Copy every item below word for word, and leave the pictures out of your copy.
- - -
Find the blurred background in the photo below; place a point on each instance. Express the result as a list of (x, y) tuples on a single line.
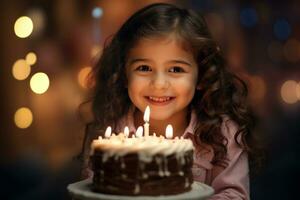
[(48, 48)]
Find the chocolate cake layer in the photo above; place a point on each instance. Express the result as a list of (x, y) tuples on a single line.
[(131, 175)]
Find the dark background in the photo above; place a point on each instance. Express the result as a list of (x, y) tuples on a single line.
[(261, 42)]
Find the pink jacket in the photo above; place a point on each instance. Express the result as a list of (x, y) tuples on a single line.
[(230, 183)]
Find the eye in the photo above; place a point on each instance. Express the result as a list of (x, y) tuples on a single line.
- - -
### Problem solution
Find the blurred background in the photo below; place a point on each instance. Express the result as a list of (x, y) tuples on a single line.
[(48, 48)]
Find the chocolate cake layer in the photo above; place a point on each instance. Express the result as a list of (x, y) tuples on a single line.
[(131, 175)]
Find the dark background in the photo above; place a point on each instance. Express the result as a list of (x, y) tuples on a single line.
[(261, 42)]
Find the pink jacket in the photo above; place a point on each instance. Express the result as a list of (x, y) tuples on a single line.
[(230, 183)]
Find the eye in the photo above; place a point on each instance. Express the result as a list of (x, y) tuples on a single line.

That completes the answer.